### PROBLEM TO WORK ON
Using the passage on Charcot-Marie-Tooth disease type 4B, explain in one to three sentences why the MTMR13 phosphatase domain is catalytically inactive.

### SOURCE PASSAGE
Charcot-Marie-Tooth disease type 4B (
CMT4B) is a severe, demyelinating
peripheral neuropathy characterized by distinctive, focally folded myelin sheaths.
CMT4B is caused by recessively inherited mutations in either
myotubularin-related 2 (MTMR2) or MTMR13 (also called SET-binding factor 2). MTMR2 encodes a member of the
myotubularin family of phosphoinositide-3-phosphatases, which dephosphorylate
phosphatidylinositol 3-phosphate (PI(3)P) and bisphosphate
PI(3,5)P2. MTMR13 encodes a large, uncharacterized member of the
myotubularin family. The MTMR13
phosphatase domain is catalytically inactive because the essential Cys and Arg residues are absent. Given the genetic association of both MTMR2 and MTMR13 with
CMT4B, we investigated the biochemical relationship between these two
proteins. We found that the endogenous MTMR2 and MTMR13
proteins are associated in human embryonic kidney 293 cells. MTMR2-MTMR13 association is mediated by coiled-coil sequences present in each
protein. We also examined the cellular localization of MTMR2 and MTMR13 using fluorescence microscopy and subcellular fractionation. We found that (i) MTMR13 is a predominantly
membrane-associated protein; (ii) MTMR2 and MTMR13 cofractionate in both a light membrane fraction and a cytosolic fraction; and (iii) MTMR13 membrane association is mediated by the segment of the
protein which contains the pseudophosphatase domain. This work, which describes the first cellular or biochemical investigation of the MTMR13 pseudophosphatase
protein, suggests that MTMR13 functions in association with MTMR2. Loss of MTMR13 function in
CMT4B2 patients may lead to alterations in MTMR2 function and subsequent alterations in 3-phosphoinositide signaling. Such a mechanism would explain the strikingly similar phenotypes of patients with recessive mutations in either MTMR2 or MTMR13.

### PROVIDED INFORMATION
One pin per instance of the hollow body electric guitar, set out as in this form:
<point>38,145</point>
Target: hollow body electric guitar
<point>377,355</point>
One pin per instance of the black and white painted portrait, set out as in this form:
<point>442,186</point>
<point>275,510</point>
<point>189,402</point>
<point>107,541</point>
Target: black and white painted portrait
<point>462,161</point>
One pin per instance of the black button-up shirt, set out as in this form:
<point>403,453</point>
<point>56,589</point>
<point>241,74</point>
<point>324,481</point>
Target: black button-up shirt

### ANSWER BOX
The MTMR13 phosphatase domain is catalytically inactive because it lacks the essential Cys and Arg residues.